==== Extracted material ====

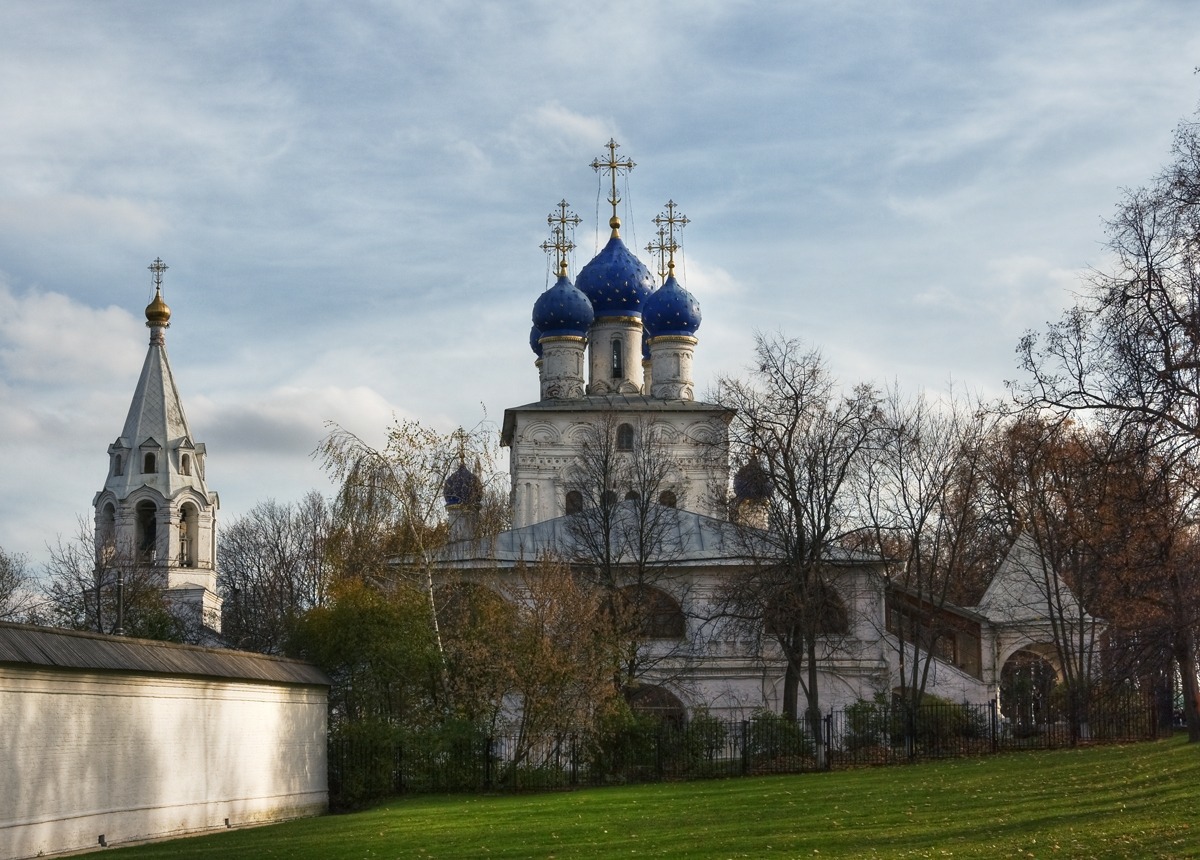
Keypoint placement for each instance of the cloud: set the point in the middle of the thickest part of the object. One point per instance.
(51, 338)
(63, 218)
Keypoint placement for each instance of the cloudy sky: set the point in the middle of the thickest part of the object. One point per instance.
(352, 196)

====

(Given request) Switch "thickest part" to "widest part" throughout the rows above and write them out again with everything else unchanged. Leave the pictures out.

(Answer to the task)
Keypoint placement for each instance of the cloud: set the point in the middle of the widest part of the object. One point per instance.
(51, 338)
(63, 218)
Keypoint placement for each instance of the cloudy sky: set the point in the middle of the widest part of the object. One point per instance.
(352, 196)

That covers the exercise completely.